CHALLENGES >>
1 > Update the Blu-ray review by rewriting the part from "Ben Johnson (left, click" up to and including "time, Wagon Master.", with "dogs" changed to "wolves".
2 > Locate each line in the listing that contains the string "object" and copy those lines. Case counts.

SELECTED EXTRACT >>
......
Ben Johnson (left, click to enlarge image) in his first "major" (non
stunt) role for Ford opens wide as the town's alpha males sniff him out like
dogs circling the new pack in the second sequence of my favorite Ford of all
time, Wagon Master.
The screen is from a new Blu-ray from IVC Japan,
one of a dozen or more RKO titles curated from that label by Serge Bromberg and
Lobster FIlms who own the non US rights to the RKO library. It has to be said
while this is wonderful to have in HD the video sources held by Lobster from
RKO are never going to equal a properly mastered rescan and 2K remaster from
Warner and its incomparable MTI facility in Los Angeles. In the meantime
however this is one of those major cinephilic titles, like I Walked with a Zombie
and The
Fugitive which don't have any hint of a home base 2K resurrection from
the Warner Archive label in the foreseeable future. The transfer from IVC is
nice without being stellar, and while black levels are less than pitch as they
are in all the IVC RKO titles so far, contrast and detail are good, and the
image has natural film grain quality and sharpness. Maybe one day something
better will come along.
......
[Entries from a point annotation set]
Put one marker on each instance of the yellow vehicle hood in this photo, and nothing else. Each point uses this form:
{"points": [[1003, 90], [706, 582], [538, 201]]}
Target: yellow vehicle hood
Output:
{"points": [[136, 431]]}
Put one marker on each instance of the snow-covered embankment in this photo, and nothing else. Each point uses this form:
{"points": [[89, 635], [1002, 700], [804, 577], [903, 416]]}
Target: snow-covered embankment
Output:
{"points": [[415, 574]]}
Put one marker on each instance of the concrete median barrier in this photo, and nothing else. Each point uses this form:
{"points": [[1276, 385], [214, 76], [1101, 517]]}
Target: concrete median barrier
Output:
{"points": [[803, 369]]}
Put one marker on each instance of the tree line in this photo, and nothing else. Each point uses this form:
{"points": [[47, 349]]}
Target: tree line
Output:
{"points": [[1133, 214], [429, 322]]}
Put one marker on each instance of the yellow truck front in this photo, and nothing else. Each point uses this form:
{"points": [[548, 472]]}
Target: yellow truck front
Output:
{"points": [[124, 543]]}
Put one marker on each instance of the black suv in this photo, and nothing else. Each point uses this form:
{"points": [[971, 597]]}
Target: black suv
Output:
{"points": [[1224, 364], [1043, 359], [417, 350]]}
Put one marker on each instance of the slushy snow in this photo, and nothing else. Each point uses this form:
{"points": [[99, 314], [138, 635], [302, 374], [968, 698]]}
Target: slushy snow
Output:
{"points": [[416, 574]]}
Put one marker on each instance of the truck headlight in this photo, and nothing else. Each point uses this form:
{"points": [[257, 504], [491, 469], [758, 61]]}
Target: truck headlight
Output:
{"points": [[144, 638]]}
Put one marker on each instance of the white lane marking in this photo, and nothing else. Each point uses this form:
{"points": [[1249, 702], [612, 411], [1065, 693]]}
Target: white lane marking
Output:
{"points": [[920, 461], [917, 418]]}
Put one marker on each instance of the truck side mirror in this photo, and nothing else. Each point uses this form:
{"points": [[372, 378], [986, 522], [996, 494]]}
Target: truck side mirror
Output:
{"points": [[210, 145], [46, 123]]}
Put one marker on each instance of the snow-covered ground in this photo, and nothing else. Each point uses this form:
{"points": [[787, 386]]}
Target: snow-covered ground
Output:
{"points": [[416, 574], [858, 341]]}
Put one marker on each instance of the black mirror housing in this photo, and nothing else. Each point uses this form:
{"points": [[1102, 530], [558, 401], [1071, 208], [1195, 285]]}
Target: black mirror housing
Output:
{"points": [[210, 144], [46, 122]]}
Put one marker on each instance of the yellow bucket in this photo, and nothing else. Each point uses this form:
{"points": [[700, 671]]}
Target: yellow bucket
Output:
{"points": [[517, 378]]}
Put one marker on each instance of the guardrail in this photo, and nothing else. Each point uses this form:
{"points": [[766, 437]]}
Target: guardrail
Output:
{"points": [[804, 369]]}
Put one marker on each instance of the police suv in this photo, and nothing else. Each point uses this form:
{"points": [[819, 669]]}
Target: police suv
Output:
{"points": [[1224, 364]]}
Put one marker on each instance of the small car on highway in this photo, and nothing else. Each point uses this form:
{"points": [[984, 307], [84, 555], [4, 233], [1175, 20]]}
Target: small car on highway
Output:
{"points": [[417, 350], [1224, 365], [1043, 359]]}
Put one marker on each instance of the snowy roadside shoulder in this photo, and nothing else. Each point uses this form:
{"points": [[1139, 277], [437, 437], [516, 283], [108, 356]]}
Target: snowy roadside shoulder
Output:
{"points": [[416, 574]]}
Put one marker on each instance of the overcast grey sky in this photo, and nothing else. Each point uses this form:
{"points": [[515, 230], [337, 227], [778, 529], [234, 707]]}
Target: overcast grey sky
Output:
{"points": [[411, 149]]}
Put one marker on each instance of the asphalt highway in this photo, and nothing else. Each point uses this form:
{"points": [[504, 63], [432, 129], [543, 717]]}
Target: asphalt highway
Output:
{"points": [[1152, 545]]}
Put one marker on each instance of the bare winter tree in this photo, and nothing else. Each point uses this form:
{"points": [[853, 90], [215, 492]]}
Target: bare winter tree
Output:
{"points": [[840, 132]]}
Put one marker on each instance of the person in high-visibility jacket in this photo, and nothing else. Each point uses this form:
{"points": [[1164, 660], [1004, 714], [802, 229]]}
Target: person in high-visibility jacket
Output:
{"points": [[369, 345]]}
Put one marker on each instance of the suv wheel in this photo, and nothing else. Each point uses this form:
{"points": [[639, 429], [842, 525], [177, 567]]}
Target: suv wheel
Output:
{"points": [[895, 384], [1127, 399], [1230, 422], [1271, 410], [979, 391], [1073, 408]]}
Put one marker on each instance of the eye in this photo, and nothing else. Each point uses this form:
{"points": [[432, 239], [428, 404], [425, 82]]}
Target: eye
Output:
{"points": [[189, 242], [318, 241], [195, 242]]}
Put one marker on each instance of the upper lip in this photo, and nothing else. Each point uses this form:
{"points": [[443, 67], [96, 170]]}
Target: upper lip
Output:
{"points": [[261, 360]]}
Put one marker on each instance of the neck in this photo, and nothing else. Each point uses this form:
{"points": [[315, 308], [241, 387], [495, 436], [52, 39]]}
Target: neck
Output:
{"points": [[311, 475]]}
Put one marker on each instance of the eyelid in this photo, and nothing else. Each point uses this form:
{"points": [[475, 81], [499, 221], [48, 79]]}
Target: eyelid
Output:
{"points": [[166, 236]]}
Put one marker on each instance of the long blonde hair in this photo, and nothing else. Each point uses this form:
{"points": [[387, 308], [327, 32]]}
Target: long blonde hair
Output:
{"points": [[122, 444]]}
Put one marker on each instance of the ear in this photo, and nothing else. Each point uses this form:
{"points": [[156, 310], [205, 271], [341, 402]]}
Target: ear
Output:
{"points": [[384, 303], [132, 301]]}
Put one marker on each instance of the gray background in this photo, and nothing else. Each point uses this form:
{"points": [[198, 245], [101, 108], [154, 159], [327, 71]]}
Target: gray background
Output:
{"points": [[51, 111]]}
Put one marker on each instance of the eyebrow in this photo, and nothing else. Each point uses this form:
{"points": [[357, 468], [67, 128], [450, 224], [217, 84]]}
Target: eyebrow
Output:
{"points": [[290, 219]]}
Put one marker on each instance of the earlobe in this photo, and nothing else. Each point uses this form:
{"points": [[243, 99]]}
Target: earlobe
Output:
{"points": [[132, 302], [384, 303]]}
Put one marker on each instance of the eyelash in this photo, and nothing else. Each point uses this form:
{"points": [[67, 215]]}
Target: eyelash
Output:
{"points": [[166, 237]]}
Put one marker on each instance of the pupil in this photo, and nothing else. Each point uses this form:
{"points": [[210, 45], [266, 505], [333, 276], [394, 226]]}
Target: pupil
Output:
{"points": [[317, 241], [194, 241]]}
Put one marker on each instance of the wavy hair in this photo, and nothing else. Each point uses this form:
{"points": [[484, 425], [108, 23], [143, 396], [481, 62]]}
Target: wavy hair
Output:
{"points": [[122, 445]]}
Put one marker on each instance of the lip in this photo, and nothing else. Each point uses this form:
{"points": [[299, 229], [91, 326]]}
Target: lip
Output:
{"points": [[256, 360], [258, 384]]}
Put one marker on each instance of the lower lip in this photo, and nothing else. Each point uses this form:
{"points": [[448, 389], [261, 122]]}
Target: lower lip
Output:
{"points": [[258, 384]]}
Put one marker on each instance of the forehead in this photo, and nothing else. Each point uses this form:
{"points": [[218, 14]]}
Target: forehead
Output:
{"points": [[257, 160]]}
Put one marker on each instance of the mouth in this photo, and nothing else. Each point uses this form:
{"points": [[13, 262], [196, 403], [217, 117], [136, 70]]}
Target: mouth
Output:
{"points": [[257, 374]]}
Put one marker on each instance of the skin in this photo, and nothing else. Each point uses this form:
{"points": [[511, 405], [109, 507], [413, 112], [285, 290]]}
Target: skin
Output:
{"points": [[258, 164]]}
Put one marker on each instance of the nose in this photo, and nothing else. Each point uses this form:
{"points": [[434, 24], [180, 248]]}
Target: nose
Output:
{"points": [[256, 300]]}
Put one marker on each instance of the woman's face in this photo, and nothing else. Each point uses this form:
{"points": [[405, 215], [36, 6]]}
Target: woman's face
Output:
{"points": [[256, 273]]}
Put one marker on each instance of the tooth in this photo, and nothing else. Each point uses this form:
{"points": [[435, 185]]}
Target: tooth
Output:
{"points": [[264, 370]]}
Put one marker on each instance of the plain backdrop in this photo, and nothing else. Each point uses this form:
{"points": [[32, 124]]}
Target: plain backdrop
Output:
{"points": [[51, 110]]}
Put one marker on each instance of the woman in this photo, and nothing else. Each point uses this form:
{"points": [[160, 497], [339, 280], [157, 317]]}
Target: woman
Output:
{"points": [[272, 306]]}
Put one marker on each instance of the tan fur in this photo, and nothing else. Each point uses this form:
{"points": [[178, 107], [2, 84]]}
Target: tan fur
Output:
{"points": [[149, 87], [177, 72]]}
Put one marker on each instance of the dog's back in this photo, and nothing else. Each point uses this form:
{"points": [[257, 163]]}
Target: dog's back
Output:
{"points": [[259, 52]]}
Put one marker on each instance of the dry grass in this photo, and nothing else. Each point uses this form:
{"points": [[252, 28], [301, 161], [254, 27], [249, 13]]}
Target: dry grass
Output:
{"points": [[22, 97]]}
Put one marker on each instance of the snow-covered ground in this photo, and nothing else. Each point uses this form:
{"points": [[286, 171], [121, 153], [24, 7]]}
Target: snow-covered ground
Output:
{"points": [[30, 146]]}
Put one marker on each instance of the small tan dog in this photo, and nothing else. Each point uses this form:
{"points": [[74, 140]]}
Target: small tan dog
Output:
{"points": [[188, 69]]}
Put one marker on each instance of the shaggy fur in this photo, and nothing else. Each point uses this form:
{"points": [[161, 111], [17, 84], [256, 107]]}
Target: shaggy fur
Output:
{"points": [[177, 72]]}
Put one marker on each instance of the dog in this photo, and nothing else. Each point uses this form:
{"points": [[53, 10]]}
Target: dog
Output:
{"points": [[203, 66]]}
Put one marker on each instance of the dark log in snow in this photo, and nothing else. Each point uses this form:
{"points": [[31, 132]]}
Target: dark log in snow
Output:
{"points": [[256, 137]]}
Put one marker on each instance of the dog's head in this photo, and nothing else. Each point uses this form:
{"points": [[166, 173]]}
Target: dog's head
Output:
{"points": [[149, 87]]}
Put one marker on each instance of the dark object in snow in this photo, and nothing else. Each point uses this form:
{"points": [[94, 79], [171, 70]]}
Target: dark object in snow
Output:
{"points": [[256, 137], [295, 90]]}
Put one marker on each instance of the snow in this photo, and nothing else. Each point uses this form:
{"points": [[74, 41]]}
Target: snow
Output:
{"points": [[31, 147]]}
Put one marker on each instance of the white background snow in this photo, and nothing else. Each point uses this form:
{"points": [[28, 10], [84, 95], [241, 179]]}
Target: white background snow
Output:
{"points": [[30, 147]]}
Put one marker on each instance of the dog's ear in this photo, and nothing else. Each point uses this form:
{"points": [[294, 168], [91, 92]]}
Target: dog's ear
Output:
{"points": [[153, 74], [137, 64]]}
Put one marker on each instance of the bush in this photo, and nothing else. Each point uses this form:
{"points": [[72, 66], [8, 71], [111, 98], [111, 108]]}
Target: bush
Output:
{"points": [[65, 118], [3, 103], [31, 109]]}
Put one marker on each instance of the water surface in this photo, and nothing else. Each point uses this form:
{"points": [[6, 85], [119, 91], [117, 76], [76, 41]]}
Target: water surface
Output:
......
OUTPUTS BY TASK >>
1 >
Ben Johnson (left, click to enlarge image) in his first "major" (non
stunt) role for Ford opens wide as the town's alpha males sniff him out like
wolves circling the new pack in the second sequence of my favorite Ford of all
time, Wagon Master.

2 >
Put one marker on each instance of the dark object in snow in this photo, and nothing else. Each point uses this form:
Target: dark object in snow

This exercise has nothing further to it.